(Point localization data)
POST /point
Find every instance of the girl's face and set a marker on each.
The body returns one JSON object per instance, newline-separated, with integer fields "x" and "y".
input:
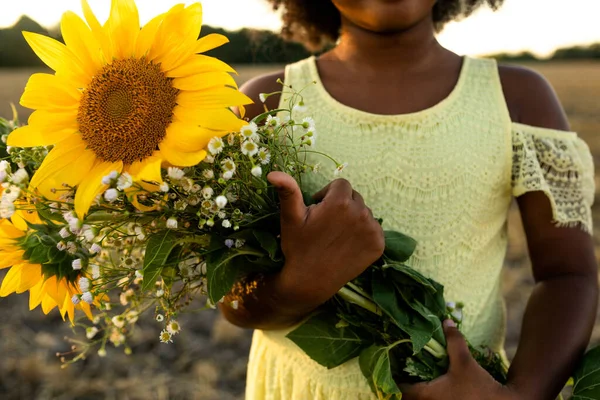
{"x": 384, "y": 16}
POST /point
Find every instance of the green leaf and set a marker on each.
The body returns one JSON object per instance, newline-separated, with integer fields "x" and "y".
{"x": 223, "y": 269}
{"x": 398, "y": 246}
{"x": 327, "y": 345}
{"x": 160, "y": 245}
{"x": 268, "y": 242}
{"x": 412, "y": 323}
{"x": 587, "y": 377}
{"x": 382, "y": 374}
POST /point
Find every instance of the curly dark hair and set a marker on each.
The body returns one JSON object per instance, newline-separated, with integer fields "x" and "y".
{"x": 317, "y": 23}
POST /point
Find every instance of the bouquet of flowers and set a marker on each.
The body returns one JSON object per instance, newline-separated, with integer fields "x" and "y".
{"x": 134, "y": 187}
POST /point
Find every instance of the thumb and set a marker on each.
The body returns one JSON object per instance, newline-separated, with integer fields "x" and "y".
{"x": 293, "y": 208}
{"x": 458, "y": 350}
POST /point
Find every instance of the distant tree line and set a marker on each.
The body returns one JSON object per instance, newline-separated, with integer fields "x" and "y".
{"x": 247, "y": 46}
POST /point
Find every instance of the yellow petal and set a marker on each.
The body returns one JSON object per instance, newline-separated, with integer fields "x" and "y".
{"x": 36, "y": 294}
{"x": 63, "y": 154}
{"x": 11, "y": 280}
{"x": 220, "y": 119}
{"x": 209, "y": 42}
{"x": 147, "y": 35}
{"x": 31, "y": 136}
{"x": 8, "y": 260}
{"x": 47, "y": 91}
{"x": 197, "y": 64}
{"x": 188, "y": 138}
{"x": 212, "y": 99}
{"x": 92, "y": 186}
{"x": 97, "y": 31}
{"x": 58, "y": 57}
{"x": 205, "y": 80}
{"x": 31, "y": 274}
{"x": 146, "y": 170}
{"x": 179, "y": 158}
{"x": 80, "y": 40}
{"x": 177, "y": 36}
{"x": 55, "y": 120}
{"x": 123, "y": 27}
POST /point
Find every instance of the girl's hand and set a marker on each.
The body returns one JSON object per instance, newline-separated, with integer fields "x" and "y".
{"x": 325, "y": 245}
{"x": 465, "y": 380}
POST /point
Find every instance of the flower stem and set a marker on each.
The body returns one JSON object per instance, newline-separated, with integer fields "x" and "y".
{"x": 354, "y": 298}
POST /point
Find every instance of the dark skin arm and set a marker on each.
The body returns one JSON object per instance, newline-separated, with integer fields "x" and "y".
{"x": 335, "y": 240}
{"x": 561, "y": 311}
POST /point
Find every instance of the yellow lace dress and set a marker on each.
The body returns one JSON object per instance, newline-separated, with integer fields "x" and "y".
{"x": 445, "y": 176}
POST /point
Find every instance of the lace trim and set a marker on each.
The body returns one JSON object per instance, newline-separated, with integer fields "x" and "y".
{"x": 558, "y": 164}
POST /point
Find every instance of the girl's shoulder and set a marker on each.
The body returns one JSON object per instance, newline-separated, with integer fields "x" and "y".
{"x": 530, "y": 98}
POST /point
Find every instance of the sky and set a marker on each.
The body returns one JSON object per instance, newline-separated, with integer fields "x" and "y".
{"x": 539, "y": 26}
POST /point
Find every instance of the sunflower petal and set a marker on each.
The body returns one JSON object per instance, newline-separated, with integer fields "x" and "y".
{"x": 212, "y": 99}
{"x": 220, "y": 119}
{"x": 209, "y": 42}
{"x": 58, "y": 57}
{"x": 55, "y": 120}
{"x": 205, "y": 80}
{"x": 147, "y": 35}
{"x": 31, "y": 274}
{"x": 36, "y": 295}
{"x": 146, "y": 170}
{"x": 92, "y": 186}
{"x": 31, "y": 136}
{"x": 47, "y": 91}
{"x": 197, "y": 64}
{"x": 188, "y": 138}
{"x": 79, "y": 38}
{"x": 97, "y": 31}
{"x": 11, "y": 280}
{"x": 123, "y": 27}
{"x": 179, "y": 158}
{"x": 177, "y": 36}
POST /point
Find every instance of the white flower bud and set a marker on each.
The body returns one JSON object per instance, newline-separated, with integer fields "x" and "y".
{"x": 76, "y": 264}
{"x": 111, "y": 195}
{"x": 257, "y": 171}
{"x": 87, "y": 297}
{"x": 84, "y": 284}
{"x": 221, "y": 201}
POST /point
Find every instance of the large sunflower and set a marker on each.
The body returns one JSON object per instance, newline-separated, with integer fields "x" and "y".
{"x": 52, "y": 283}
{"x": 125, "y": 98}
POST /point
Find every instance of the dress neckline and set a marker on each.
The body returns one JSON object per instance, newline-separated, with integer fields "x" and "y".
{"x": 368, "y": 116}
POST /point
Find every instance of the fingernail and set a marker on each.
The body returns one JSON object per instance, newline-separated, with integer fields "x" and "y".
{"x": 449, "y": 323}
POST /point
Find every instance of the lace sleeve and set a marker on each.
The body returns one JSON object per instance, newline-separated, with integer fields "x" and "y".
{"x": 560, "y": 165}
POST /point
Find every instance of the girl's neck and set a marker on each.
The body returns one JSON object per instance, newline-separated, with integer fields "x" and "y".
{"x": 409, "y": 49}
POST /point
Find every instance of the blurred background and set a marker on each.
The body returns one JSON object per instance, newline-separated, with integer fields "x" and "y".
{"x": 559, "y": 39}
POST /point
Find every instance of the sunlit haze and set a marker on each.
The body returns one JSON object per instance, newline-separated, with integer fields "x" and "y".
{"x": 539, "y": 26}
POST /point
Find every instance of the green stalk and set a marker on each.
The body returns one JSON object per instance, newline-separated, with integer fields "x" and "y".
{"x": 354, "y": 298}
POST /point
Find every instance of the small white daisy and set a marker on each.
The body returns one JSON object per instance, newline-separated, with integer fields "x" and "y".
{"x": 257, "y": 171}
{"x": 264, "y": 156}
{"x": 175, "y": 173}
{"x": 228, "y": 165}
{"x": 249, "y": 148}
{"x": 165, "y": 337}
{"x": 248, "y": 132}
{"x": 339, "y": 169}
{"x": 173, "y": 327}
{"x": 216, "y": 145}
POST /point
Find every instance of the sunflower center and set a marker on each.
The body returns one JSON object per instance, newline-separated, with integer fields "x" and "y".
{"x": 126, "y": 109}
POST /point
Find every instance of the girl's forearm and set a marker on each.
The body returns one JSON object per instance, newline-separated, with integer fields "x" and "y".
{"x": 556, "y": 329}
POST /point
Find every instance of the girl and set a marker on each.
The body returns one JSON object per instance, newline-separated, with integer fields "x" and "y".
{"x": 438, "y": 144}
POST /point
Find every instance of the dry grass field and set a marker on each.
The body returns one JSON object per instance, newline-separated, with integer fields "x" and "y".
{"x": 208, "y": 359}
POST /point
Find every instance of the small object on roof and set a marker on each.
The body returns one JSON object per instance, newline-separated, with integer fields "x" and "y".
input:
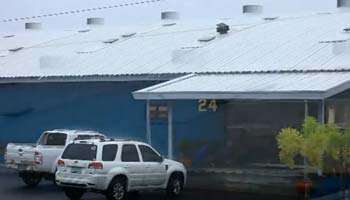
{"x": 270, "y": 18}
{"x": 169, "y": 24}
{"x": 253, "y": 9}
{"x": 15, "y": 49}
{"x": 95, "y": 21}
{"x": 126, "y": 35}
{"x": 343, "y": 3}
{"x": 32, "y": 25}
{"x": 347, "y": 29}
{"x": 4, "y": 53}
{"x": 8, "y": 36}
{"x": 335, "y": 40}
{"x": 110, "y": 41}
{"x": 222, "y": 28}
{"x": 206, "y": 39}
{"x": 170, "y": 15}
{"x": 83, "y": 30}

About this exercise =>
Write out all the records again, exactly, minus any pictures.

Answer space =>
POST /point
Find every instance of the girl's face and set a marker on each.
The body returns one JSON object per instance, newline-separated, with integer fields "x" and "y".
input:
{"x": 384, "y": 16}
POST /point
Find every instance of the green leaf and set a marker on each.
The body returns one JSON object per instance, newline-separated, with integer fields "x" and "y".
{"x": 223, "y": 269}
{"x": 398, "y": 246}
{"x": 327, "y": 345}
{"x": 160, "y": 245}
{"x": 268, "y": 242}
{"x": 412, "y": 323}
{"x": 587, "y": 377}
{"x": 382, "y": 374}
POST /point
Find every instance of the curly dark hair and set a marker on each.
The body returns one JSON object per instance, newline-separated, with integer fields "x" and "y".
{"x": 317, "y": 23}
POST /point
Find every instance of the bouquet of flowers and set a marker on each.
The body returns one JSON object per instance, newline-separated, with integer fields "x" and "y".
{"x": 134, "y": 187}
POST /point
Find every instance of the thumb and set a marker on each.
The body returns one JSON object per instance, newline-separated, with integer fields "x" and "y".
{"x": 293, "y": 208}
{"x": 458, "y": 350}
POST /point
Find every instance of the distant tree line and set a marker on each.
The body returns one JSON object per instance, newline-separated, with integer fields "x" and "y".
{"x": 247, "y": 46}
POST /point
Find every instance of the yellow petal and set a marker on each.
The body returns one JSON object per instance, newline-separated, with integer fields "x" and "y".
{"x": 36, "y": 294}
{"x": 63, "y": 154}
{"x": 11, "y": 280}
{"x": 220, "y": 119}
{"x": 209, "y": 42}
{"x": 147, "y": 35}
{"x": 31, "y": 136}
{"x": 8, "y": 260}
{"x": 47, "y": 91}
{"x": 197, "y": 64}
{"x": 188, "y": 138}
{"x": 212, "y": 99}
{"x": 92, "y": 186}
{"x": 97, "y": 31}
{"x": 58, "y": 57}
{"x": 205, "y": 80}
{"x": 31, "y": 274}
{"x": 146, "y": 170}
{"x": 179, "y": 158}
{"x": 80, "y": 40}
{"x": 177, "y": 36}
{"x": 55, "y": 120}
{"x": 123, "y": 27}
POST /point
Find every instance of the girl's hand and set a marker on each.
The body returns one JSON object per instance, newline-separated, with integer fields "x" and "y".
{"x": 325, "y": 245}
{"x": 465, "y": 380}
POST /point
Find every instance of the flower stem and set a marker on each.
The body returns one JSON object per instance, newline-separated, with integer fields "x" and "y".
{"x": 354, "y": 298}
POST /point
Find every instance of the dark skin arm and set a marker on each.
The body returns one JSON object per instance, newline-separated, with integer fields "x" and "y".
{"x": 335, "y": 240}
{"x": 561, "y": 311}
POST /point
Find every instance of the yellow lace dress and set a marker on each.
The body returns one JSON object per instance, newline-separated, with integer fields "x" and "y".
{"x": 445, "y": 176}
POST /point
Find every instance of the lace trim and set a marker on each.
The body returns one JSON object per instance, newline-separated, with integer fields "x" and "y".
{"x": 558, "y": 164}
POST /point
Find every instance of the girl's shoulder and set a marker on each.
The body returns one JSON object per instance, newline-separated, with integer fields "x" and "y".
{"x": 530, "y": 98}
POST /point
Find every instance of the sky and set a marker on each.
The body returns one JSON object per instance, newline-separated, with integer fields "x" and "y".
{"x": 539, "y": 26}
POST /point
Find every instance of the sunflower petal and set a marker on each.
The body returns one JSON object per instance, newline-separated, with integer fields "x" and "y".
{"x": 212, "y": 99}
{"x": 220, "y": 119}
{"x": 209, "y": 42}
{"x": 58, "y": 57}
{"x": 55, "y": 120}
{"x": 205, "y": 80}
{"x": 147, "y": 35}
{"x": 31, "y": 274}
{"x": 36, "y": 295}
{"x": 146, "y": 170}
{"x": 92, "y": 186}
{"x": 31, "y": 136}
{"x": 47, "y": 91}
{"x": 197, "y": 64}
{"x": 188, "y": 138}
{"x": 79, "y": 38}
{"x": 97, "y": 31}
{"x": 11, "y": 280}
{"x": 123, "y": 27}
{"x": 179, "y": 158}
{"x": 177, "y": 36}
POST /point
Find every instance of the white flower bud and set a marker on each.
The body returns one JSON object per instance, newline-separated, with integer fields "x" and "y".
{"x": 76, "y": 264}
{"x": 111, "y": 195}
{"x": 257, "y": 171}
{"x": 87, "y": 297}
{"x": 84, "y": 284}
{"x": 221, "y": 201}
POST /point
Find every instance of the large sunflower and set a marker on each.
The body returns one JSON object per instance, newline-separated, with integer fields "x" and "y".
{"x": 52, "y": 283}
{"x": 125, "y": 98}
POST /point
Find every instance of the dress neckline and set a marker on each.
The body returns one JSON object per instance, newline-separated, with integer fields "x" and "y".
{"x": 368, "y": 116}
POST /point
Find every instance of the fingernail and set a marker on each.
The body returns one JSON object per instance, newline-separated, with integer fields "x" and "y".
{"x": 449, "y": 323}
POST /point
Find every instance of the lace sleeve and set a marker on each.
The body returns one JSON object per instance, newline-separated, with integer fields "x" and "y".
{"x": 560, "y": 165}
POST /point
Find every instance of the girl's neck and set a marker on each.
The body returns one JSON object per instance, newline-separated, with integer fields "x" and "y".
{"x": 409, "y": 49}
POST /point
Find every instance of the blurred background and set a marker on each.
The body returns one JSON object per instance, newline-separated, with integer fields "x" and "y".
{"x": 559, "y": 39}
POST /point
Find every instance of the sunlit haze and set a marker on each.
The body returns one JSON object per instance, newline-separated, with integer fields "x" and "y".
{"x": 539, "y": 26}
POST /point
Find every instance of the green stalk and set a marker on each.
The body returns one JSON object per instance, newline-separated, with integer fields "x" and "y".
{"x": 354, "y": 298}
POST /point
Find every instance of the small white daisy and set a marker on each.
The body returns one JSON object per instance, newline-separated, with integer fields "x" and "y".
{"x": 257, "y": 171}
{"x": 264, "y": 156}
{"x": 175, "y": 173}
{"x": 228, "y": 165}
{"x": 249, "y": 148}
{"x": 165, "y": 337}
{"x": 248, "y": 132}
{"x": 339, "y": 169}
{"x": 173, "y": 327}
{"x": 216, "y": 145}
POST /point
Find every instance of the sunflower center and set a marker on each.
The body returns one JSON object per instance, newline-separated, with integer fields "x" and "y".
{"x": 126, "y": 109}
POST /point
Find every instance of the girl's forearm and set a marker on each.
The body returns one JSON object per instance, newline-separated, with integer fields "x" and "y".
{"x": 556, "y": 329}
POST /point
Find every instance of the girl and set a marker on each.
The body returns one JSON object per instance, newline-separated, with integer fields "x" and "y".
{"x": 438, "y": 144}
POST /point
Find every instance of the dry grass field and set a marker on each.
The body returns one JSON object per instance, newline-separated, with integer fields "x" and "y".
{"x": 208, "y": 359}
POST /point
Find every instance of the small object on roof and set a marker on each.
The body returns one JSON object per instance, newline-separated, with integer fields "x" and "y".
input:
{"x": 270, "y": 18}
{"x": 169, "y": 24}
{"x": 253, "y": 9}
{"x": 15, "y": 49}
{"x": 95, "y": 21}
{"x": 126, "y": 35}
{"x": 343, "y": 3}
{"x": 32, "y": 25}
{"x": 347, "y": 29}
{"x": 4, "y": 53}
{"x": 8, "y": 36}
{"x": 335, "y": 40}
{"x": 110, "y": 41}
{"x": 222, "y": 28}
{"x": 206, "y": 39}
{"x": 170, "y": 15}
{"x": 83, "y": 30}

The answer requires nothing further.